> Directions for this task
Output the full listing below exactly, without the pictures.

▼

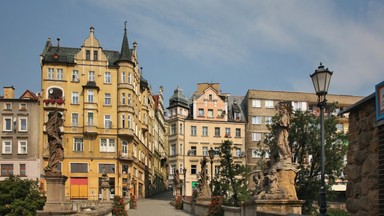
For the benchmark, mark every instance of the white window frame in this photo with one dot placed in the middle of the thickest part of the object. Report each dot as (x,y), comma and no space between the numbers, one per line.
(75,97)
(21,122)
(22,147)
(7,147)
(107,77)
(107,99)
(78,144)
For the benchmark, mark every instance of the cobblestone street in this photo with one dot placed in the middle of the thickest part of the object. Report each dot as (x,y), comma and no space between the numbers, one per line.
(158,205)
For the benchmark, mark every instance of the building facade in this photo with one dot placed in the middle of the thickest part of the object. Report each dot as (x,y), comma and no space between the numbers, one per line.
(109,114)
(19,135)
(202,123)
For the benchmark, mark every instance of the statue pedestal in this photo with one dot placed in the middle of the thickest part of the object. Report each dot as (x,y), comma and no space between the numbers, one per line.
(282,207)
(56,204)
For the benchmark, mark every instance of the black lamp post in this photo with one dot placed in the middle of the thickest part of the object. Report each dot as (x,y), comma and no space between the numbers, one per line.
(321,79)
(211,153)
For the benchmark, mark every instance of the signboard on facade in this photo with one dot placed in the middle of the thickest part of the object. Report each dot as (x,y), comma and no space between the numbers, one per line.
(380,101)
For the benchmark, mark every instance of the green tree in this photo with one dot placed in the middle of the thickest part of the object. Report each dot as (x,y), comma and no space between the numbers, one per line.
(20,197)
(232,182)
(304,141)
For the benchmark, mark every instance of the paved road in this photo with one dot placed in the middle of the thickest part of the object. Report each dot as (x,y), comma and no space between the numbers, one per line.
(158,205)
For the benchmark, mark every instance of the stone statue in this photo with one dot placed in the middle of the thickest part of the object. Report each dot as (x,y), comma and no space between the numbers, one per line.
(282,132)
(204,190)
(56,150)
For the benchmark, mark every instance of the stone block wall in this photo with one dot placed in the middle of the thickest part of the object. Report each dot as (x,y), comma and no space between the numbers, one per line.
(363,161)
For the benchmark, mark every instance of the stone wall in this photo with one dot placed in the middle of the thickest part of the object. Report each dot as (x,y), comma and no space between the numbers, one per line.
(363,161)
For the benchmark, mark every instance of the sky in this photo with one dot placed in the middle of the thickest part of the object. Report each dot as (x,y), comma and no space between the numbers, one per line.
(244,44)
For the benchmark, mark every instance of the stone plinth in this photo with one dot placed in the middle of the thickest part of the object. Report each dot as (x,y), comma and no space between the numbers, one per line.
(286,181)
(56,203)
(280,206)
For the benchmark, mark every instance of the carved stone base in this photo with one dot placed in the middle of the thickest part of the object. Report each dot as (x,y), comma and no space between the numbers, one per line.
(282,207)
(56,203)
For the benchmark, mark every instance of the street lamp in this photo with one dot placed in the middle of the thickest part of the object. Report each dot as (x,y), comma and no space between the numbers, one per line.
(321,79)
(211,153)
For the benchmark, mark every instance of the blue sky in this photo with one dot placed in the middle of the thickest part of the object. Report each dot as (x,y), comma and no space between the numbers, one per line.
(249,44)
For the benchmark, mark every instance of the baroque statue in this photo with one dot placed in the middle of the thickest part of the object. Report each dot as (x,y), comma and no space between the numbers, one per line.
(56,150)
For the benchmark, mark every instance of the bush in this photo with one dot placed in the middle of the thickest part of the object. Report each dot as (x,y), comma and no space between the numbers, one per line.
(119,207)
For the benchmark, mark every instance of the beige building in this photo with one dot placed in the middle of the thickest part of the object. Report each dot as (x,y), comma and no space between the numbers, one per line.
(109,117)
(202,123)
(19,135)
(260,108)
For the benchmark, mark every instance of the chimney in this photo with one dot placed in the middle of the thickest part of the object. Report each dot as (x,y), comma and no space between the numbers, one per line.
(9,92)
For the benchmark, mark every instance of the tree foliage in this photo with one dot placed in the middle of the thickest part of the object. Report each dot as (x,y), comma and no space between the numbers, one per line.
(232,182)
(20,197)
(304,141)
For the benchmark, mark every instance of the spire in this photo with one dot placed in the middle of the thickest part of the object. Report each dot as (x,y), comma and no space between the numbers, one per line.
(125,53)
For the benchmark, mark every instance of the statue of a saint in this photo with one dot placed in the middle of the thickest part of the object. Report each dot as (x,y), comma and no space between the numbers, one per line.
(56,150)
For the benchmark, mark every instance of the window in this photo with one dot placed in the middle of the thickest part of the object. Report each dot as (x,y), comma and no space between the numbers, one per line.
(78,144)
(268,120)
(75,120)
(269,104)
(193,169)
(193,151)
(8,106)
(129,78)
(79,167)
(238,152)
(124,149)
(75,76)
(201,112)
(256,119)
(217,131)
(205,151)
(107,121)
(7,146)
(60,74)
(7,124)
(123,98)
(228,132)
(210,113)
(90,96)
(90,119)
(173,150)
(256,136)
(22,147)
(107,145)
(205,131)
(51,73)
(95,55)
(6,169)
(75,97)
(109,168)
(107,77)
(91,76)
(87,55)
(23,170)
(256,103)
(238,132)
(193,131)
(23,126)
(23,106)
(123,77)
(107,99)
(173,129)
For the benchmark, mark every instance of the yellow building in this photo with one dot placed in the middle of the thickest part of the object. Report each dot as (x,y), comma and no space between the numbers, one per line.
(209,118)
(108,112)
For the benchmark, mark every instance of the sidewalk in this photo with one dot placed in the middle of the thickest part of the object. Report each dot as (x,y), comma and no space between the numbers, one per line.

▲

> Exercise solution
For the benchmark, mark every instance of the white window frame in this photo with one dot placed in the middle of the thickest part of the object. Report each dot as (x,y), comma and no space between the numbers, one per line.
(75,97)
(21,122)
(22,147)
(7,147)
(107,77)
(107,99)
(78,144)
For the benchmark, mark every instance of the cobblestone street in this photo with one dot placed in the middle of the thickest part of the object. Report each dot as (x,y), comma and no space between the numbers, one per line.
(158,205)
For the benchmark, mark every instance of the building facade in this photo with one dot placed in the middle of the thickest part of the object. Report each dot as (x,y), comma and no space between the numbers, one per line.
(109,114)
(19,135)
(202,123)
For the benchmark, mark every instance of the statue pedestal in this photo with one dot placed in the middle of the thickest part of the object. Report each dot as (x,y), comma and no space between the numbers, one per line.
(282,207)
(56,204)
For the benchmark, mark every instance of the black lamp post in this photo with one dot placed in the middle of the thickest part of the object. Report each dot as (x,y), comma and no space between the numbers, one per line.
(321,79)
(211,153)
For the benchmark, mark every instance of the signboard on facade in this photo with one dot placed in the middle of the thickest part of the object. Report each dot as (x,y), comma and no space between the numbers, one per line.
(380,101)
For the benchmark, mark every instance of the green tree in this photo with one dot placed in the middle of the thickest part of the object. Report each dot as (x,y), comma and no space between the numbers, one per line.
(20,197)
(232,182)
(304,141)
For the benchmark, mark every instance of the paved road in this photo with one dot placed in the middle of the thickest part of the object. Report each dot as (x,y), comma and no space between the numbers, one per line.
(158,205)
For the benchmark, mark every instance of the stone statue in this photo with one dot placed in the middle of the thickest part of the object. Report each dot as (x,y), comma and no space between the numbers, one per line.
(282,132)
(204,190)
(56,150)
For the benchmark, mark every instance of the stone block wall in this photo with one dot placed in the middle of the thickest part of the object. Report each dot as (x,y), comma and no space between the numbers, one per line.
(363,161)
For the benchmark, mark every instance of the stone wall in this photo with one dot placed in the middle of the thickest part of the object. Report each dot as (x,y), comma and no space between the numbers, one per line.
(363,161)
For the benchmark, mark every instance of the sky in this photo with one dot placed in the middle of the thickest part of the object. Report each dot as (x,y), comma and no space between the numbers, one per line.
(244,44)
For the benchmark, mark every instance of the stone plinth in this photo with one dot placed in the middle of the thickest part of the object. Report each dot as (x,y), comma and no space between the numbers, one per line.
(286,181)
(56,203)
(280,206)
For the benchmark, mark every instance of the carved stone base in this photo with one dot placed in the middle of the thickest part of the object. Report each dot as (x,y), comma and no space between the numbers, one per line.
(282,207)
(56,203)
For the benchmark, mark every instance of the street lamp in this photo with one dot placed in the middle of the thickest part of the object. Report each dot as (x,y), comma and no space between the numbers, one per line.
(321,79)
(211,153)
For the benchmark, mark every instance of the blue sky in this photo with one dot placed in the middle of the thickest part of the object. Report each dot as (x,y), comma and no space between the numbers, one per line.
(249,44)
For the benchmark, mark every instance of the baroque statue in this photo with one dot placed in the middle of the thickest part of the object. Report each dot as (x,y), comma and no space between the numbers, one per line.
(56,150)
For the benchmark, mark every instance of the bush in this photo with one dot placed in the middle of the thickest part of the object. Report each dot as (x,y), comma and no space between the numbers, one per line.
(119,207)
For the benchmark, mark every instance of the beige building in this photo with one dot placed in the middle of the thickest part of the object. Report each dot as (x,y), comma and no space between the numbers, one per line.
(109,117)
(202,123)
(19,135)
(260,108)
For the benchmark, mark every instance of the chimney in this photo with one dot placed in the middle of the thickest part of the object. Report each dot as (x,y), comma and no space between the numbers, one per line.
(9,92)
For the benchmark, mark every instance of the tree foliage in this photo with one dot placed in the middle of the thickest part of the object. Report each dot as (x,y), comma and no space between the numbers, one per line.
(232,182)
(20,197)
(304,141)
For the benchmark, mark every instance of the spire in this photo with one dot placed in the middle of the thickest part of the object. Report each dot as (x,y), comma and no space between the numbers, one per line.
(125,53)
For the benchmark, mark every instance of the statue of a saint in this photo with one dot placed in the middle of the thickest part of the object. Report each dot as (x,y), comma and no space between the numbers, one per line.
(56,150)
For the benchmark, mark every instance of the window in this photo with one dot placed in the middle of the thickest part of the object. Report each dot as (x,y), comma and no space between the numbers, one per line.
(78,144)
(268,120)
(75,120)
(269,104)
(193,169)
(193,151)
(8,106)
(129,78)
(79,167)
(238,152)
(124,149)
(75,76)
(201,112)
(256,119)
(217,131)
(205,151)
(107,121)
(7,146)
(60,74)
(7,124)
(123,98)
(228,132)
(210,113)
(90,96)
(90,119)
(173,150)
(256,136)
(22,147)
(107,145)
(205,131)
(51,73)
(95,55)
(6,169)
(75,97)
(109,168)
(107,77)
(91,76)
(87,55)
(23,170)
(256,103)
(238,132)
(193,131)
(23,126)
(23,106)
(123,77)
(107,99)
(173,129)
For the benchmark, mark every instance of the yellow building in this photo with one dot placed in the middle of the thickest part of the object. Report each dot as (x,y), comma and no space between the numbers, one per line.
(209,118)
(108,112)
For the benchmark, mark every instance of the sidewalk in this photo with one dot placed in the middle of the thickest part of the object. Report each dot as (x,y), comma and no space between the numbers, one per line.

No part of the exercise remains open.